- [Study text]
********
Indeed, U.S. Sen. Pat Toomey (R-Penn.) has thrown cold water on the idea that a global minimum tax would be readily accepted by all OECD nations. Others have agreed. Reuters noted that, while governments “broadly agreed already on the basic design of the minimum tax,” they disagree on where to set the rate. Reuters said, “International tax experts say that is the thorniest issue.”
The OECD also has not hammered out how whether investment funds and real estate investment trusts “would be covered by the new levy or when to apply the new rate.”
In a separate story, Reuters concluded, “An agreement among European countries might not be easy because corporate tax rates in the 27-nation bloc vary widely from nine percent in Hungary and 12.5 percent in Ireland to 32 percent in France or 31.5 percent in Portugal.”
Wrangling the nations of the world on this score might be easier than getting the House Democratic caucus to agree on another matter, however.
Who Wants SALT with Their Infrastructure Bill?
Along with lowering the federal corporate income tax rate, the 2017 tax reform law limited the amount of state and local taxes that individual income taxpayers could deduct from their federal bill. The cap is $10,000 — a threshold that is relatively easy to achieve in a “high tax” state like New York or California.
That is why lawmakers like House Speaker Nancy Pelosi (D-Calif.) don’t like the SALT limit and have been angling to get rid of it since President Trump signed it into law.
Is Speaker Pelosi willing to hold up the president’s infrastructure plan until she gets her way, however? Not likely, but there are already several members of the House Democratic caucus who have said they are — and that number is enough to keep the legislation from passing the lower chamber of Congress.
********
Data excerpts

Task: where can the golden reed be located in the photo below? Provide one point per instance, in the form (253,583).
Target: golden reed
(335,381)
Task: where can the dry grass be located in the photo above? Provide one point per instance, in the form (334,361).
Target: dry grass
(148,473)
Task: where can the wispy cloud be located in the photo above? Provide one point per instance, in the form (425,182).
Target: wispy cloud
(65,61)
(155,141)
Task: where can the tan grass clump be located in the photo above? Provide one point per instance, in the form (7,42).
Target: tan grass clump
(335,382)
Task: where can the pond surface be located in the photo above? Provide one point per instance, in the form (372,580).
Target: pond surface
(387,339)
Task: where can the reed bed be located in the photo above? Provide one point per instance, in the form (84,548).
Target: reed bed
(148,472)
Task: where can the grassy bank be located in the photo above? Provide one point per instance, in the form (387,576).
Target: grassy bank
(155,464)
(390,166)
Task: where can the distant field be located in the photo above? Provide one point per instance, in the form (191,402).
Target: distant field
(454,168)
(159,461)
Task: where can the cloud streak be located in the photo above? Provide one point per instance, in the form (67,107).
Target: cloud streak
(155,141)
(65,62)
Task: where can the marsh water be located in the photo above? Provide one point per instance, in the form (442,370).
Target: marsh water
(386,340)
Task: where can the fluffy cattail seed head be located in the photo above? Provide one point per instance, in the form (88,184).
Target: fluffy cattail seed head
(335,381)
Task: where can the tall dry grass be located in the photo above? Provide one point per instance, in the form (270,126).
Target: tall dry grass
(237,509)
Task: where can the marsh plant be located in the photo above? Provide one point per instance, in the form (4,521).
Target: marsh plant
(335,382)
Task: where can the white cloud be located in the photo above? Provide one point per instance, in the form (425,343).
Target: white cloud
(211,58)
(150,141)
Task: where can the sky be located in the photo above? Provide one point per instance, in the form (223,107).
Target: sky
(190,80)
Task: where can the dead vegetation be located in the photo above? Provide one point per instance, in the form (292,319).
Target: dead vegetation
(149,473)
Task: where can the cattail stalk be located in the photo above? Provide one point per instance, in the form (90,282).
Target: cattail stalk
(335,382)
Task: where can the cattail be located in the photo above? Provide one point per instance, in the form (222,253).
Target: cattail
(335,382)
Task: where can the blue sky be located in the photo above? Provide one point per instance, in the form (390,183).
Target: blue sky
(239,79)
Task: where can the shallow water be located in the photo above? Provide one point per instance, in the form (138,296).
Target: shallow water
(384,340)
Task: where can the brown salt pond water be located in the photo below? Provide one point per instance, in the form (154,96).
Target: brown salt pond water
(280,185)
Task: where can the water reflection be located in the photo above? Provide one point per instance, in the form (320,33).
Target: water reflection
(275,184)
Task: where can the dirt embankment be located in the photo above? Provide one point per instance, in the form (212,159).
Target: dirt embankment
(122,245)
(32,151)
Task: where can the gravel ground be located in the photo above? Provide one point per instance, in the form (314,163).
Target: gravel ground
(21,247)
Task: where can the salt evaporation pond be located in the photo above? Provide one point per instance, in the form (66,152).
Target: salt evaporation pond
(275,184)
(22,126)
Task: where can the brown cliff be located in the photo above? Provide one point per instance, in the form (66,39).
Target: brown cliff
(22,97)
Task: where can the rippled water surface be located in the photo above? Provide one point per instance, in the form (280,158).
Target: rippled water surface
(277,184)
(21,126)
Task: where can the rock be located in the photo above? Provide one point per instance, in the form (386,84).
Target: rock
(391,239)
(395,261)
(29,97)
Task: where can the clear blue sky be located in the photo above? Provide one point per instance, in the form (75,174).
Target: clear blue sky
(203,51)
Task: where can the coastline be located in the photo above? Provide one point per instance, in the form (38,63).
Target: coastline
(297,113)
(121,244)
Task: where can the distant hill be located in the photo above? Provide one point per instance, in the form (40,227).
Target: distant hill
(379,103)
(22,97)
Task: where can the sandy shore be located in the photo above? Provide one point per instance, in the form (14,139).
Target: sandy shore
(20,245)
********
- [Task brief]
Summarize the text on tax policy in two sentences.

- [Solved problem]
According to Reuters, governments broadly agree on the basic design of a global minimum tax but disagree on where to set the rate, and an agreement among European countries may be difficult because their corporate tax rates range from nine percent in Hungary to 32 percent in France. The 2017 tax reform law capped the state and local tax deduction at $10,000, a limit House Speaker Nancy Pelosi has sought to eliminate, and enough House Democrats have said they would hold up the president's infrastructure plan over it to keep the legislation from passing the House.